WRITTEN TASK = Rewrite the records below, replacing "the photograph above" with "the image shown" and leaving everything else unchanged. Omit the pictures from your answer.
************
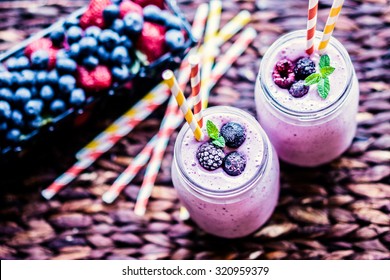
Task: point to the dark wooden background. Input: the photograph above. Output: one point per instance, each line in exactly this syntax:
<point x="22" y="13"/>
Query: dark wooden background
<point x="338" y="211"/>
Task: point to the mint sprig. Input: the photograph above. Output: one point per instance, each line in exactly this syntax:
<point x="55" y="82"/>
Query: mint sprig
<point x="321" y="78"/>
<point x="213" y="132"/>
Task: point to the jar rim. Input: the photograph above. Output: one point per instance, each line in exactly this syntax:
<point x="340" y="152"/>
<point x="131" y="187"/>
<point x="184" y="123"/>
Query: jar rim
<point x="305" y="115"/>
<point x="250" y="183"/>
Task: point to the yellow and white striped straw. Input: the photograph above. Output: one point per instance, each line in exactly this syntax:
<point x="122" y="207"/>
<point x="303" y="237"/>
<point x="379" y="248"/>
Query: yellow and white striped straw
<point x="172" y="84"/>
<point x="330" y="24"/>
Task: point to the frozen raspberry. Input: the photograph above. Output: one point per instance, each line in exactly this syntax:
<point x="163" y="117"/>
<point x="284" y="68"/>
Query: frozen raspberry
<point x="234" y="134"/>
<point x="210" y="156"/>
<point x="304" y="68"/>
<point x="298" y="89"/>
<point x="234" y="163"/>
<point x="283" y="74"/>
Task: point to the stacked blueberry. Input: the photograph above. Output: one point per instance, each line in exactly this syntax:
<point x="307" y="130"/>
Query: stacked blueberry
<point x="291" y="76"/>
<point x="211" y="155"/>
<point x="85" y="55"/>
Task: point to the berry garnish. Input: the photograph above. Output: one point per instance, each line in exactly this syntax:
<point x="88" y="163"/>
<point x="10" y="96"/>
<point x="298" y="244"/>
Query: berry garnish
<point x="234" y="163"/>
<point x="210" y="156"/>
<point x="321" y="78"/>
<point x="234" y="134"/>
<point x="303" y="68"/>
<point x="283" y="74"/>
<point x="298" y="89"/>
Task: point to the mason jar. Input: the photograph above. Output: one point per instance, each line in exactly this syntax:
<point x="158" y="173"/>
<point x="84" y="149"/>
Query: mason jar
<point x="220" y="204"/>
<point x="308" y="131"/>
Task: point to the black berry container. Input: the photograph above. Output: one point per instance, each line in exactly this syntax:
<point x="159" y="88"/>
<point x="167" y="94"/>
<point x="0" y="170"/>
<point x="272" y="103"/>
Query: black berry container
<point x="119" y="96"/>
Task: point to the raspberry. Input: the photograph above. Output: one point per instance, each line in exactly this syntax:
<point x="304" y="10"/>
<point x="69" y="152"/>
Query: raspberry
<point x="304" y="68"/>
<point x="210" y="156"/>
<point x="93" y="16"/>
<point x="234" y="134"/>
<point x="298" y="89"/>
<point x="97" y="79"/>
<point x="128" y="6"/>
<point x="283" y="74"/>
<point x="234" y="163"/>
<point x="152" y="41"/>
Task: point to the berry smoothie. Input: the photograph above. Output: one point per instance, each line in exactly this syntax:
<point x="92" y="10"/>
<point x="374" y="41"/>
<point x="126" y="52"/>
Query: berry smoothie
<point x="308" y="125"/>
<point x="229" y="191"/>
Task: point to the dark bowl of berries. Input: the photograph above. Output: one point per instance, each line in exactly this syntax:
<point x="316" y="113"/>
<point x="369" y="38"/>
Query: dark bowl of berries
<point x="109" y="48"/>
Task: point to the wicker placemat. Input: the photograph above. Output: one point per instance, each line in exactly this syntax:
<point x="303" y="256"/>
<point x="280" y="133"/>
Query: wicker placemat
<point x="338" y="211"/>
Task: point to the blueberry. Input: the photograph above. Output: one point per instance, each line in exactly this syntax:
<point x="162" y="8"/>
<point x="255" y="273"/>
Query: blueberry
<point x="88" y="45"/>
<point x="66" y="66"/>
<point x="5" y="110"/>
<point x="74" y="51"/>
<point x="120" y="56"/>
<point x="33" y="108"/>
<point x="118" y="26"/>
<point x="173" y="22"/>
<point x="74" y="34"/>
<point x="77" y="97"/>
<point x="66" y="84"/>
<point x="5" y="79"/>
<point x="40" y="59"/>
<point x="234" y="134"/>
<point x="93" y="31"/>
<point x="52" y="77"/>
<point x="12" y="64"/>
<point x="57" y="107"/>
<point x="133" y="23"/>
<point x="6" y="94"/>
<point x="152" y="13"/>
<point x="120" y="73"/>
<point x="17" y="119"/>
<point x="57" y="36"/>
<point x="46" y="93"/>
<point x="126" y="42"/>
<point x="23" y="63"/>
<point x="13" y="136"/>
<point x="90" y="62"/>
<point x="110" y="13"/>
<point x="298" y="89"/>
<point x="41" y="77"/>
<point x="234" y="163"/>
<point x="109" y="39"/>
<point x="174" y="40"/>
<point x="28" y="78"/>
<point x="22" y="96"/>
<point x="71" y="21"/>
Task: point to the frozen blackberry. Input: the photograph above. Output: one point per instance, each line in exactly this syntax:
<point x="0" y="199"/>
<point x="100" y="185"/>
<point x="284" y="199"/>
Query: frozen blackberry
<point x="304" y="68"/>
<point x="283" y="74"/>
<point x="234" y="163"/>
<point x="234" y="134"/>
<point x="210" y="156"/>
<point x="298" y="89"/>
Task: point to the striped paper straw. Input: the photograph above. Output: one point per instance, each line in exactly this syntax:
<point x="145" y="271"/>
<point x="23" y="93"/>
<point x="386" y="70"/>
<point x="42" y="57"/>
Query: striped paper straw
<point x="330" y="24"/>
<point x="122" y="127"/>
<point x="171" y="81"/>
<point x="311" y="25"/>
<point x="225" y="62"/>
<point x="195" y="85"/>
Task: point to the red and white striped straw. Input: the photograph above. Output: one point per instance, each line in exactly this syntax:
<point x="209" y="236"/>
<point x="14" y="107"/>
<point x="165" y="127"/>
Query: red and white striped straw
<point x="311" y="25"/>
<point x="195" y="86"/>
************
RESULT OF THE EXERCISE =
Task: point to the dark wooden background. Input: the image shown. Output: one point per instance, each line in exactly this syntax:
<point x="22" y="13"/>
Query: dark wooden background
<point x="338" y="211"/>
Task: point to the mint sprig. Input: the image shown. Output: one point per instance, each line in exactly this syntax:
<point x="55" y="82"/>
Query: mint sprig
<point x="321" y="78"/>
<point x="213" y="132"/>
Task: point to the jar rim. Input: the image shown. Output: one point per instance, each line in exactly this syntax:
<point x="340" y="152"/>
<point x="131" y="187"/>
<point x="184" y="123"/>
Query: jar rim
<point x="305" y="115"/>
<point x="250" y="183"/>
Task: point to the yellow and white striped straw. Input: the image shown. Output: one point per instance, each line in exactly this syntax:
<point x="122" y="207"/>
<point x="303" y="237"/>
<point x="379" y="248"/>
Query: yellow and white striped straw
<point x="172" y="84"/>
<point x="330" y="24"/>
Task: point to the frozen raspberry. Input: the image shown. Output: one point per instance, each line in exactly this syntax:
<point x="163" y="117"/>
<point x="284" y="68"/>
Query: frozen raspberry
<point x="234" y="134"/>
<point x="210" y="156"/>
<point x="304" y="68"/>
<point x="298" y="89"/>
<point x="234" y="163"/>
<point x="283" y="74"/>
Task: point to the stacked blueberry. Input: the image shown. Output: one point per instance, each line in exactly this syntax:
<point x="307" y="130"/>
Query: stacked blueberry
<point x="291" y="76"/>
<point x="211" y="155"/>
<point x="85" y="55"/>
Task: point to the berry garnish. Input: the image shown. Output: one point per instance, each line in exactly this syntax:
<point x="88" y="163"/>
<point x="10" y="96"/>
<point x="298" y="244"/>
Query: berry garnish
<point x="234" y="163"/>
<point x="210" y="156"/>
<point x="321" y="78"/>
<point x="234" y="134"/>
<point x="303" y="68"/>
<point x="283" y="74"/>
<point x="298" y="89"/>
Task: point to the mason jar. Input: the image shown. Output: one point per instance, each line in exactly this syntax:
<point x="158" y="173"/>
<point x="84" y="149"/>
Query: mason jar
<point x="220" y="204"/>
<point x="308" y="131"/>
Task: point to the black berry container. Input: the image shown. Output: one point per instance, each line in exactly this syntax:
<point x="159" y="88"/>
<point x="167" y="94"/>
<point x="0" y="170"/>
<point x="272" y="103"/>
Query: black berry container
<point x="119" y="96"/>
Task: point to the raspberry. Input: the image shown. Output: one point per instance, each line in exactly this syntax:
<point x="304" y="10"/>
<point x="69" y="152"/>
Query: raspberry
<point x="304" y="68"/>
<point x="210" y="156"/>
<point x="93" y="16"/>
<point x="234" y="134"/>
<point x="298" y="89"/>
<point x="97" y="79"/>
<point x="128" y="6"/>
<point x="283" y="74"/>
<point x="234" y="163"/>
<point x="152" y="41"/>
Task: point to the berry smoothie. Input: the image shown. Output: one point per instance, each line in exactly this syntax:
<point x="92" y="10"/>
<point x="374" y="41"/>
<point x="126" y="52"/>
Query: berry smoothie
<point x="308" y="125"/>
<point x="229" y="191"/>
Task: point to the dark bowl of berries. Input: the image shown. Output: one point per instance, each line in exactly this syntax:
<point x="316" y="113"/>
<point x="369" y="38"/>
Query: dark bowl of berries
<point x="109" y="48"/>
Task: point to the wicker placemat. Input: the image shown. Output: one point per instance, each line in exactly this syntax:
<point x="303" y="256"/>
<point x="280" y="133"/>
Query: wicker placemat
<point x="338" y="211"/>
Task: point to the blueberry. Input: the image shown. Output: one point per instance, each line in exactly this syntax:
<point x="162" y="8"/>
<point x="255" y="273"/>
Query: blueberry
<point x="88" y="45"/>
<point x="66" y="66"/>
<point x="5" y="110"/>
<point x="74" y="51"/>
<point x="120" y="56"/>
<point x="33" y="108"/>
<point x="118" y="26"/>
<point x="173" y="22"/>
<point x="74" y="34"/>
<point x="77" y="97"/>
<point x="66" y="84"/>
<point x="5" y="79"/>
<point x="40" y="59"/>
<point x="234" y="134"/>
<point x="93" y="31"/>
<point x="52" y="77"/>
<point x="12" y="64"/>
<point x="57" y="107"/>
<point x="133" y="23"/>
<point x="6" y="94"/>
<point x="152" y="13"/>
<point x="120" y="73"/>
<point x="17" y="119"/>
<point x="57" y="36"/>
<point x="46" y="93"/>
<point x="126" y="42"/>
<point x="23" y="63"/>
<point x="13" y="136"/>
<point x="90" y="62"/>
<point x="110" y="13"/>
<point x="298" y="89"/>
<point x="41" y="77"/>
<point x="234" y="163"/>
<point x="109" y="39"/>
<point x="174" y="40"/>
<point x="28" y="78"/>
<point x="22" y="96"/>
<point x="71" y="21"/>
Task: point to the frozen blackberry. Input: the image shown. Output: one point per instance, each line in exactly this syntax:
<point x="0" y="199"/>
<point x="100" y="185"/>
<point x="284" y="199"/>
Query: frozen blackberry
<point x="304" y="68"/>
<point x="283" y="74"/>
<point x="234" y="163"/>
<point x="234" y="134"/>
<point x="210" y="156"/>
<point x="298" y="89"/>
Task: point to the striped paper straw. Input: the image shown. Output: one point per instance, each line in exactly this syntax:
<point x="145" y="271"/>
<point x="23" y="93"/>
<point x="386" y="70"/>
<point x="42" y="57"/>
Query: striped paper straw
<point x="330" y="24"/>
<point x="122" y="127"/>
<point x="171" y="81"/>
<point x="311" y="25"/>
<point x="225" y="62"/>
<point x="195" y="85"/>
Task: point to the red and white striped straw. Input: the image shown. Output: one point per instance, each line in exactly this syntax:
<point x="209" y="236"/>
<point x="14" y="107"/>
<point x="165" y="127"/>
Query: red and white striped straw
<point x="311" y="25"/>
<point x="195" y="86"/>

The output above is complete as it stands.